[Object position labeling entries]
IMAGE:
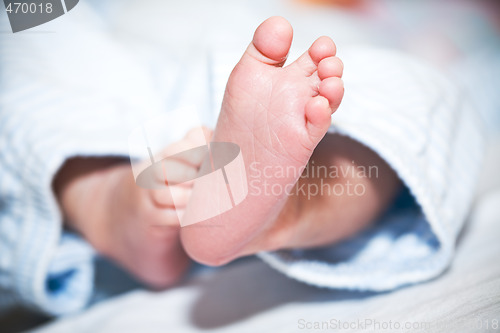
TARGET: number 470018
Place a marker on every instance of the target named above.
(32, 8)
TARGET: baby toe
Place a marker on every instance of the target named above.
(330, 67)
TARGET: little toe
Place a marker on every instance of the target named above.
(332, 89)
(330, 67)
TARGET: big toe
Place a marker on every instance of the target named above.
(271, 41)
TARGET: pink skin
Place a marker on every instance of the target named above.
(277, 115)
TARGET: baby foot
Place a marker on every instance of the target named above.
(277, 115)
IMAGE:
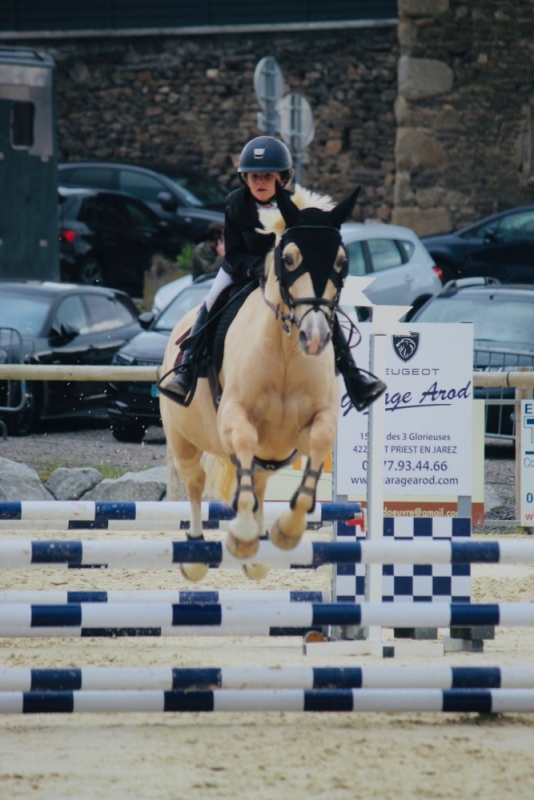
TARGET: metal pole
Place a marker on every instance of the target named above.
(296, 137)
(375, 477)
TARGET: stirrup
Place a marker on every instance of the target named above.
(375, 388)
(181, 400)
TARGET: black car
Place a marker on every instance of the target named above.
(169, 198)
(134, 406)
(503, 318)
(60, 324)
(109, 238)
(501, 246)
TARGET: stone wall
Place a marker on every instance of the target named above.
(464, 137)
(189, 103)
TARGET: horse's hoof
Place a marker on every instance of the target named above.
(255, 571)
(240, 549)
(194, 572)
(281, 540)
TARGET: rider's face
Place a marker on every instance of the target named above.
(262, 184)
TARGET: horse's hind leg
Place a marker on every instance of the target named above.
(188, 458)
(258, 571)
(239, 437)
(287, 531)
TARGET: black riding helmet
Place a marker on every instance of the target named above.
(266, 154)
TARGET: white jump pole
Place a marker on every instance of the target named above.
(385, 323)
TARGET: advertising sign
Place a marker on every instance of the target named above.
(427, 436)
(527, 463)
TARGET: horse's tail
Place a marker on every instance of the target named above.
(221, 477)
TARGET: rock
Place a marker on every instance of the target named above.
(423, 77)
(71, 484)
(423, 8)
(417, 147)
(423, 222)
(491, 499)
(150, 484)
(403, 193)
(19, 482)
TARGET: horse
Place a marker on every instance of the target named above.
(281, 394)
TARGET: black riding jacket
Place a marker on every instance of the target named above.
(245, 248)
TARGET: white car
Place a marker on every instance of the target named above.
(404, 272)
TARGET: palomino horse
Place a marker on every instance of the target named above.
(280, 390)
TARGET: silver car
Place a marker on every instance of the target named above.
(403, 270)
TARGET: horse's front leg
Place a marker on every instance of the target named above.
(240, 438)
(287, 531)
(258, 571)
(188, 457)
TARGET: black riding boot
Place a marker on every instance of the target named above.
(362, 388)
(181, 388)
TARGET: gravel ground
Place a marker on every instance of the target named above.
(94, 446)
(90, 446)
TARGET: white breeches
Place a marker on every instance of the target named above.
(222, 280)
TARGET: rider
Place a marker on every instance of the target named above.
(263, 161)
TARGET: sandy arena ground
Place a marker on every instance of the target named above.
(268, 755)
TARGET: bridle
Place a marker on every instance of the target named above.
(287, 278)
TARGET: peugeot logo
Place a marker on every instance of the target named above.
(406, 346)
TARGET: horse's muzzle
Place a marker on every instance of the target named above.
(314, 332)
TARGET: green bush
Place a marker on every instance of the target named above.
(184, 260)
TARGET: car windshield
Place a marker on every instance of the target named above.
(26, 314)
(181, 305)
(494, 321)
(201, 194)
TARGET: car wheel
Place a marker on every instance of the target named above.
(419, 303)
(23, 422)
(128, 431)
(91, 273)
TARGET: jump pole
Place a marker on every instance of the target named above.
(168, 554)
(481, 701)
(22, 679)
(147, 514)
(269, 619)
(236, 596)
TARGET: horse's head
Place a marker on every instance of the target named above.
(311, 264)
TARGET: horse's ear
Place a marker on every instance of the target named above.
(343, 210)
(286, 206)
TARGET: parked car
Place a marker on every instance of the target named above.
(501, 246)
(109, 238)
(503, 318)
(62, 324)
(132, 407)
(169, 198)
(404, 272)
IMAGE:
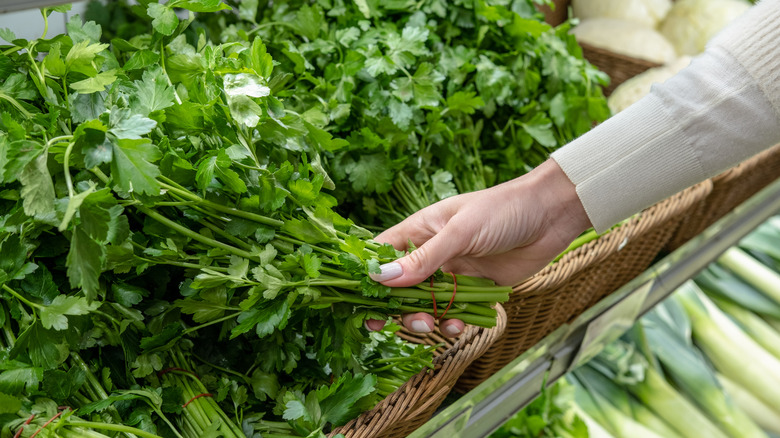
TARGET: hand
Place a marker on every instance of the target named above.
(505, 233)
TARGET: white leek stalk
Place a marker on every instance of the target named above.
(730, 349)
(766, 417)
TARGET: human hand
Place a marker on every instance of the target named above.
(505, 233)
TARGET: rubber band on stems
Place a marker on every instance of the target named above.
(452, 299)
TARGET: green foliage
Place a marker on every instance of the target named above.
(169, 229)
(483, 91)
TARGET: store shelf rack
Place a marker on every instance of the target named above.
(486, 407)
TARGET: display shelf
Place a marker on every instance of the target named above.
(489, 405)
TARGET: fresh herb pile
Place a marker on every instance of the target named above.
(433, 98)
(171, 265)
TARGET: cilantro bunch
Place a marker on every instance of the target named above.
(432, 98)
(172, 261)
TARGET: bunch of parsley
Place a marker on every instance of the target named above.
(433, 98)
(172, 264)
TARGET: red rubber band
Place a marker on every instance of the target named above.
(21, 429)
(182, 370)
(433, 297)
(205, 394)
(46, 424)
(454, 291)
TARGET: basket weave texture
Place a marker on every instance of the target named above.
(415, 402)
(729, 189)
(581, 278)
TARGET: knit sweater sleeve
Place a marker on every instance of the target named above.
(717, 112)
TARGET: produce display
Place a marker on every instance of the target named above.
(185, 205)
(705, 362)
(663, 32)
(433, 98)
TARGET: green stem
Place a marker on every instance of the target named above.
(218, 207)
(21, 298)
(60, 139)
(165, 72)
(66, 167)
(182, 264)
(193, 235)
(460, 296)
(45, 22)
(16, 105)
(12, 50)
(216, 321)
(112, 427)
(222, 233)
(224, 370)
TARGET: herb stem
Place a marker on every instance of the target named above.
(165, 72)
(60, 139)
(220, 232)
(193, 235)
(218, 207)
(16, 105)
(66, 168)
(216, 321)
(12, 50)
(112, 427)
(21, 298)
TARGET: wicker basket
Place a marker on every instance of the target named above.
(729, 189)
(563, 290)
(618, 67)
(415, 402)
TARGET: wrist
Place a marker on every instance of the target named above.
(559, 199)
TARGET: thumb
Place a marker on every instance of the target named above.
(422, 262)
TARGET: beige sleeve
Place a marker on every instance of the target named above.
(719, 111)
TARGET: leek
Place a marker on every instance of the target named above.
(618, 423)
(687, 369)
(731, 351)
(652, 389)
(752, 271)
(756, 327)
(766, 417)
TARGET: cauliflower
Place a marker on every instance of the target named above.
(691, 23)
(646, 12)
(630, 91)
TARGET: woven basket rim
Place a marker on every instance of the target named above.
(597, 250)
(420, 392)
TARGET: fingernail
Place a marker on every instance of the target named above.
(389, 271)
(451, 330)
(421, 326)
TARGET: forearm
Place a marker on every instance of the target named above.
(714, 114)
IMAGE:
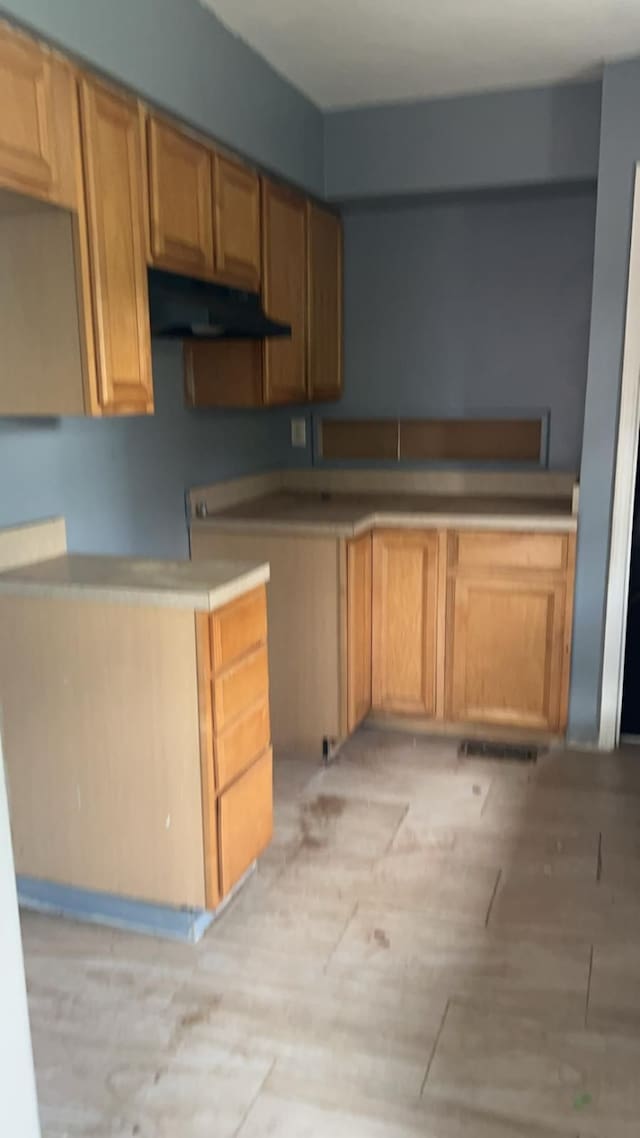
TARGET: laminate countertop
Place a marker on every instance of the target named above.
(202, 586)
(349, 514)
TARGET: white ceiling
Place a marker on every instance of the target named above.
(350, 52)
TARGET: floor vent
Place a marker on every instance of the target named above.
(485, 749)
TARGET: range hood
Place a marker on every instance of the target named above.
(186, 308)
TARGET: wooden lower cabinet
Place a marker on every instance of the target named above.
(180, 199)
(236, 760)
(507, 651)
(245, 821)
(359, 629)
(404, 620)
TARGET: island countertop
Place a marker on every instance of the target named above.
(345, 514)
(202, 585)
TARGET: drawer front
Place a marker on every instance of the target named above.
(238, 628)
(241, 743)
(509, 551)
(246, 821)
(238, 689)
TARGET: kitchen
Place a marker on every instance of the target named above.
(121, 485)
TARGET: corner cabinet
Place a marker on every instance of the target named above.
(236, 753)
(325, 304)
(284, 291)
(113, 150)
(404, 638)
(236, 195)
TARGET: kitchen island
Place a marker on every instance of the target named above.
(134, 699)
(437, 601)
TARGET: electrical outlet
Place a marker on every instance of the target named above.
(298, 431)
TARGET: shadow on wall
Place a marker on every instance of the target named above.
(121, 483)
(472, 305)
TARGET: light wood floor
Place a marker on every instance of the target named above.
(432, 948)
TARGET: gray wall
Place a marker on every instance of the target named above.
(620, 149)
(473, 305)
(509, 138)
(121, 484)
(181, 57)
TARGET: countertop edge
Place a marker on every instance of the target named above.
(517, 521)
(196, 600)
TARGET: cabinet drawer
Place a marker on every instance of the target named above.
(508, 551)
(238, 628)
(241, 743)
(243, 685)
(246, 821)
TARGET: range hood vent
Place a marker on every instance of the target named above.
(187, 308)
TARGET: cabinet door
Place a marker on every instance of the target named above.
(236, 191)
(180, 200)
(359, 629)
(245, 821)
(325, 302)
(507, 650)
(404, 621)
(112, 142)
(35, 145)
(284, 286)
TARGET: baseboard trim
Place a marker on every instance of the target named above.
(188, 924)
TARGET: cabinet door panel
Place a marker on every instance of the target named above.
(325, 301)
(237, 222)
(38, 105)
(507, 651)
(246, 821)
(27, 154)
(404, 621)
(180, 200)
(359, 629)
(112, 140)
(284, 285)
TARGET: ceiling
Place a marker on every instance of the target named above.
(352, 52)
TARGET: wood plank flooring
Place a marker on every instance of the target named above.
(431, 948)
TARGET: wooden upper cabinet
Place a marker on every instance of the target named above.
(37, 93)
(359, 629)
(236, 195)
(509, 618)
(180, 200)
(325, 304)
(113, 153)
(404, 621)
(284, 290)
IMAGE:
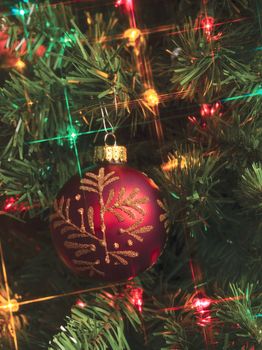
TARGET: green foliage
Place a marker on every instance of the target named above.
(99, 325)
(192, 182)
(240, 315)
(250, 189)
(205, 68)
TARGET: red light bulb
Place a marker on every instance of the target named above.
(208, 24)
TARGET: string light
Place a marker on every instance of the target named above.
(151, 97)
(20, 65)
(12, 306)
(133, 35)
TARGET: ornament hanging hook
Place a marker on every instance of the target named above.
(108, 135)
(105, 118)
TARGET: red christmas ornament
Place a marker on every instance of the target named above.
(11, 205)
(111, 224)
(137, 298)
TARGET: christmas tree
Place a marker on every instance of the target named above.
(172, 259)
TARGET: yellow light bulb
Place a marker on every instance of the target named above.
(132, 34)
(151, 97)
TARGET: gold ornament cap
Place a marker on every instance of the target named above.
(110, 153)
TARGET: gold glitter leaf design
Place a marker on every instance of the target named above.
(83, 265)
(81, 248)
(135, 230)
(127, 253)
(130, 205)
(62, 218)
(121, 205)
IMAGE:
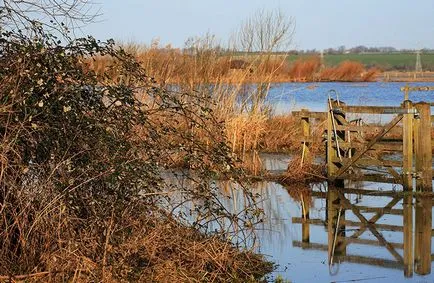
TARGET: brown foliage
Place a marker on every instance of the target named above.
(305, 69)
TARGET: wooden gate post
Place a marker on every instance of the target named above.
(423, 228)
(333, 150)
(423, 219)
(408, 234)
(305, 127)
(423, 148)
(305, 226)
(407, 147)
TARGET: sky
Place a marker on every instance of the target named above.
(320, 24)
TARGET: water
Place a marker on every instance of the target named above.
(280, 237)
(287, 97)
(306, 259)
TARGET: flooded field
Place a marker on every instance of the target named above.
(300, 232)
(294, 96)
(299, 238)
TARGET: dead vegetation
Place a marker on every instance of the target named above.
(82, 198)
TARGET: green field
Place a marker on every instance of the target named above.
(385, 61)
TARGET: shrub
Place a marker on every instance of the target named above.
(82, 158)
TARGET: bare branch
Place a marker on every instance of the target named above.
(59, 15)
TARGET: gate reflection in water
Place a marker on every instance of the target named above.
(349, 222)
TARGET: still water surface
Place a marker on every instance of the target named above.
(294, 96)
(296, 234)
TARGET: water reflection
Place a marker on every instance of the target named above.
(406, 242)
(368, 231)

* _YOUR INSTRUCTIONS_
Exactly reproduce the lines from the one containing "TARGET: sky" through the end of the records, and only those lines.

* _RESPONSE_
TARGET: sky
Place a marker on every instance of the target named above.
(320, 24)
TARGET: water
Place a marker on every instance of the target named above.
(280, 237)
(287, 97)
(306, 259)
TARGET: flooded field
Place a marker on every instance of the target named above.
(300, 232)
(294, 96)
(299, 238)
TARGET: dead vegetation
Place a marker on every instance of the target named above.
(82, 198)
TARGET: green field
Place a marker on every instance of the target named above.
(385, 61)
TARGET: shrub
Place a marker on every instance of the target named above.
(82, 158)
TARGET: bare branch
Place a marker on every instance of the target named above.
(59, 15)
TARGET: gate reflection in water
Place a marker on every instance of the target named above.
(349, 222)
TARGET: still water surface
Place a marker on every instance of the target named above.
(294, 96)
(296, 234)
TARGET: water reflection
Place a marker on every instance of the target named above.
(406, 242)
(368, 231)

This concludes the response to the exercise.